━━━━━ Provided records ━━━━━

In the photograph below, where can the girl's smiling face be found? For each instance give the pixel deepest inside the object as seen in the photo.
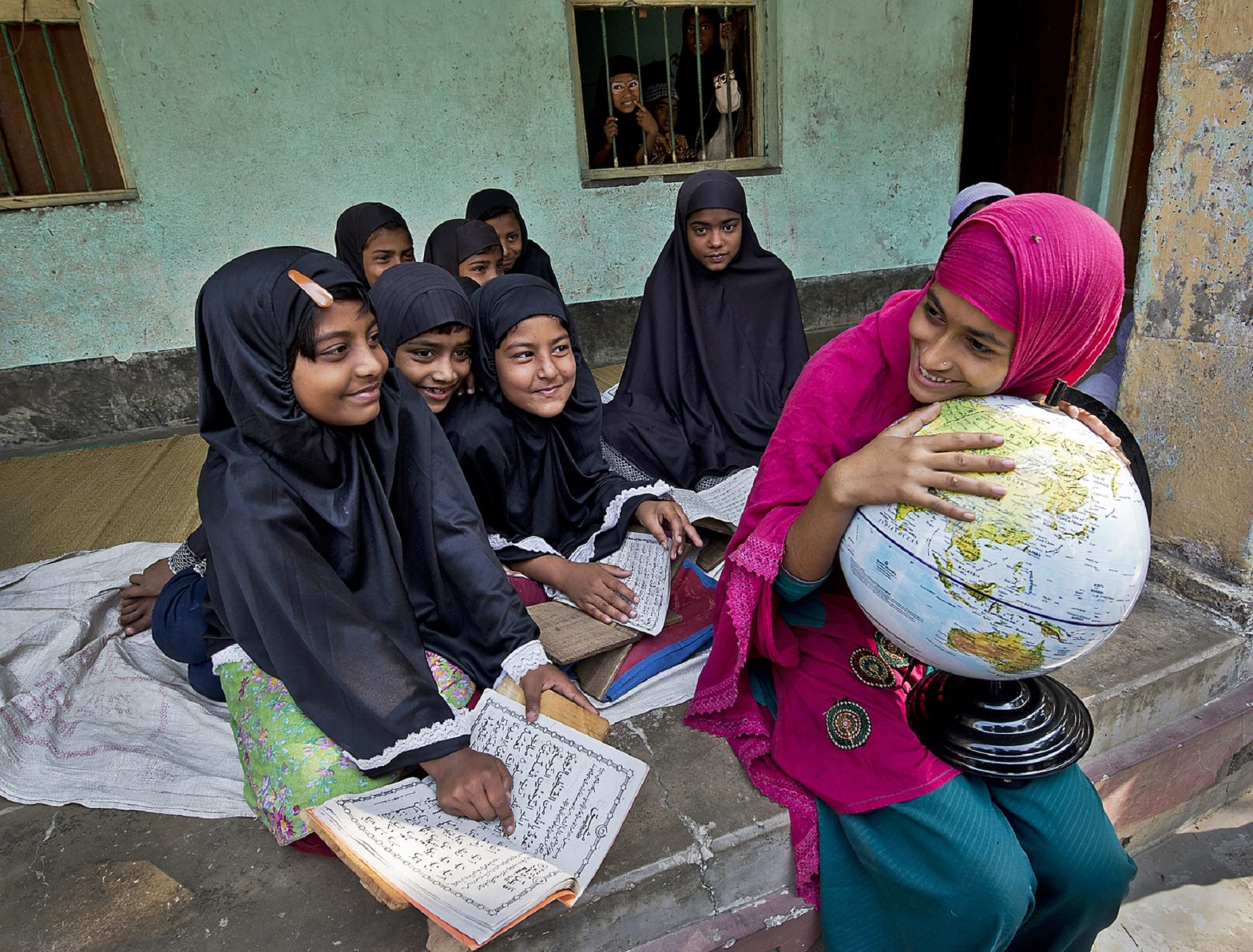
(714, 236)
(509, 230)
(385, 248)
(436, 364)
(536, 366)
(690, 33)
(484, 266)
(340, 384)
(624, 89)
(955, 349)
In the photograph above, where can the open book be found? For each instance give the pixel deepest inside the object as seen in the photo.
(650, 565)
(718, 506)
(571, 797)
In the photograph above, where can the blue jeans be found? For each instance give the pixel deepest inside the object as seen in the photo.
(178, 631)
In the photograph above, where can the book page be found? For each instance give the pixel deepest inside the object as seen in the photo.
(463, 872)
(571, 792)
(723, 503)
(571, 797)
(650, 565)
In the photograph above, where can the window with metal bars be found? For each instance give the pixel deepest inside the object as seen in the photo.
(57, 135)
(670, 88)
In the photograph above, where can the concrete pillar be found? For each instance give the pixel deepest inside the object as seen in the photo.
(1188, 384)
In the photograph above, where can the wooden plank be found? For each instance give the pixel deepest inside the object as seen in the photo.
(51, 126)
(86, 109)
(646, 4)
(45, 10)
(571, 634)
(18, 137)
(559, 708)
(75, 198)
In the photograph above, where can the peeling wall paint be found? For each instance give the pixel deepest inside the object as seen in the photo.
(254, 124)
(1188, 387)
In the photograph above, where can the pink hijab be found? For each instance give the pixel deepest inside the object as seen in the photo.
(1042, 266)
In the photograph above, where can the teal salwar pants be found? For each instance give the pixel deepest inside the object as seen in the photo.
(971, 866)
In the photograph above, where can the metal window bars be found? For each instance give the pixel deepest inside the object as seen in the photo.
(641, 9)
(55, 139)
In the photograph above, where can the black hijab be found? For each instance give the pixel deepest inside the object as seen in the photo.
(339, 554)
(493, 202)
(414, 298)
(630, 135)
(542, 485)
(353, 230)
(714, 355)
(456, 239)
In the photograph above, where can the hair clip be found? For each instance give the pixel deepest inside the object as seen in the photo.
(320, 295)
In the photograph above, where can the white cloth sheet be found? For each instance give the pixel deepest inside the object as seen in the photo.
(94, 718)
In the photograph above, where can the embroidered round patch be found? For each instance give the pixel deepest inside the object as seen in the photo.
(847, 724)
(871, 669)
(890, 653)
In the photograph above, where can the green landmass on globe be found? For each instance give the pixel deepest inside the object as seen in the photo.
(1066, 543)
(1004, 650)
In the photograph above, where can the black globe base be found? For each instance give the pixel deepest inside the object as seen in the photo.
(1009, 730)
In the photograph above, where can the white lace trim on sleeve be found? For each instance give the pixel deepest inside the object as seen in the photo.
(232, 653)
(456, 726)
(522, 662)
(615, 512)
(531, 544)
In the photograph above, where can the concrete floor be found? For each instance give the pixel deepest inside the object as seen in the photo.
(1194, 892)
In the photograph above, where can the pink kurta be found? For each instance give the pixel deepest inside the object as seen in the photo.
(841, 733)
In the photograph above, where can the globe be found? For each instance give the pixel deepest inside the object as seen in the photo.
(1042, 575)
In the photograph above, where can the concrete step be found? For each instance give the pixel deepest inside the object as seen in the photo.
(1170, 657)
(702, 849)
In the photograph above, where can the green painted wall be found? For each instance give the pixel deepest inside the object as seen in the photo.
(252, 124)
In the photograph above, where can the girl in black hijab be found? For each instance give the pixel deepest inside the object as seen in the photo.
(717, 347)
(344, 545)
(465, 250)
(425, 324)
(523, 256)
(629, 126)
(370, 238)
(709, 36)
(529, 444)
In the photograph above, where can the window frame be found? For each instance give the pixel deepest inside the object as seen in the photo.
(34, 13)
(766, 93)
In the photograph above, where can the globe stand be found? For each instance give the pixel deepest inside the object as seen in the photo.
(1010, 730)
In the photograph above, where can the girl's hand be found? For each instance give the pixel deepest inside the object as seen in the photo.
(549, 678)
(139, 598)
(135, 615)
(668, 524)
(897, 466)
(646, 119)
(1093, 422)
(474, 785)
(599, 591)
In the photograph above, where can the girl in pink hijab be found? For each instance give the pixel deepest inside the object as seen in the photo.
(911, 852)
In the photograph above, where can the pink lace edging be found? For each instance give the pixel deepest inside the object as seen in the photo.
(752, 565)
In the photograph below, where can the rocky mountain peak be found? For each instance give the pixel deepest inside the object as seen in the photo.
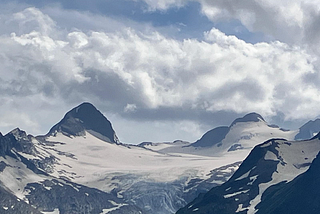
(85, 117)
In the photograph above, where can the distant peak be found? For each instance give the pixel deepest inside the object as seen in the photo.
(85, 117)
(251, 117)
(18, 133)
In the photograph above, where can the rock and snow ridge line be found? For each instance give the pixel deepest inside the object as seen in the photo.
(127, 169)
(273, 163)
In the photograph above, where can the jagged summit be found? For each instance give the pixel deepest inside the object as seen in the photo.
(85, 117)
(251, 117)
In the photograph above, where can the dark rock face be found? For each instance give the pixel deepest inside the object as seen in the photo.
(307, 130)
(71, 198)
(10, 204)
(239, 189)
(300, 196)
(85, 117)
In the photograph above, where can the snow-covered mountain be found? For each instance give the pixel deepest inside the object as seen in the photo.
(80, 166)
(308, 130)
(263, 182)
(237, 140)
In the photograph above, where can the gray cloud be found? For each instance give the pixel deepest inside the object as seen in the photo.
(144, 76)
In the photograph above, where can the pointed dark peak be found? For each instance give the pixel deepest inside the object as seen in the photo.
(85, 117)
(251, 117)
(17, 134)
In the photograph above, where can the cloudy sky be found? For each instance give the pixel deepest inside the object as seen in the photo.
(160, 70)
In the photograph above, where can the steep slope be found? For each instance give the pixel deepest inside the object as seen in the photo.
(27, 187)
(300, 196)
(308, 130)
(82, 118)
(272, 163)
(237, 140)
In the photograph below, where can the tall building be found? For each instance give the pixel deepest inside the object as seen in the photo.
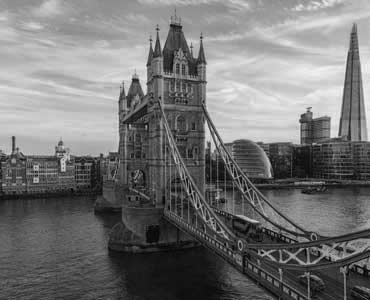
(314, 130)
(14, 172)
(177, 79)
(353, 118)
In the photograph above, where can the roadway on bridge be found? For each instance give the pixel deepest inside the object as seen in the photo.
(332, 277)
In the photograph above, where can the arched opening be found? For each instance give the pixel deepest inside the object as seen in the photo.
(137, 179)
(181, 124)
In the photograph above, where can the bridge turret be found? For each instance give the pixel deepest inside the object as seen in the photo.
(149, 65)
(201, 68)
(157, 61)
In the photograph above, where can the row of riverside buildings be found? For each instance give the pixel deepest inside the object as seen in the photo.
(346, 157)
(60, 173)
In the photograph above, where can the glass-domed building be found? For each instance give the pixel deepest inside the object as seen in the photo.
(252, 159)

━━━━━

▶ **What is asked**: Print from the line containing "In the photograph above, where can the arched" to the last line above, exactly as written.

▶ **Finished task**:
In the photograph above, where can the arched opening be found? For each instance give the pixel deepest inside the object as seen in the photo.
(137, 179)
(181, 124)
In the photograph above, where can the bridge turret be found? For each instance give the pixel deepest inside the object as seen in the photo.
(149, 65)
(201, 68)
(157, 61)
In the photograph above, where can the row of riverside buildings be found? For each instance give the pixel deepest inside the object as seen in the photo.
(346, 157)
(60, 173)
In the photograph above, where can the glass-domed building be found? For each instance give the pixel deepest inside the object as seen in the photo.
(252, 159)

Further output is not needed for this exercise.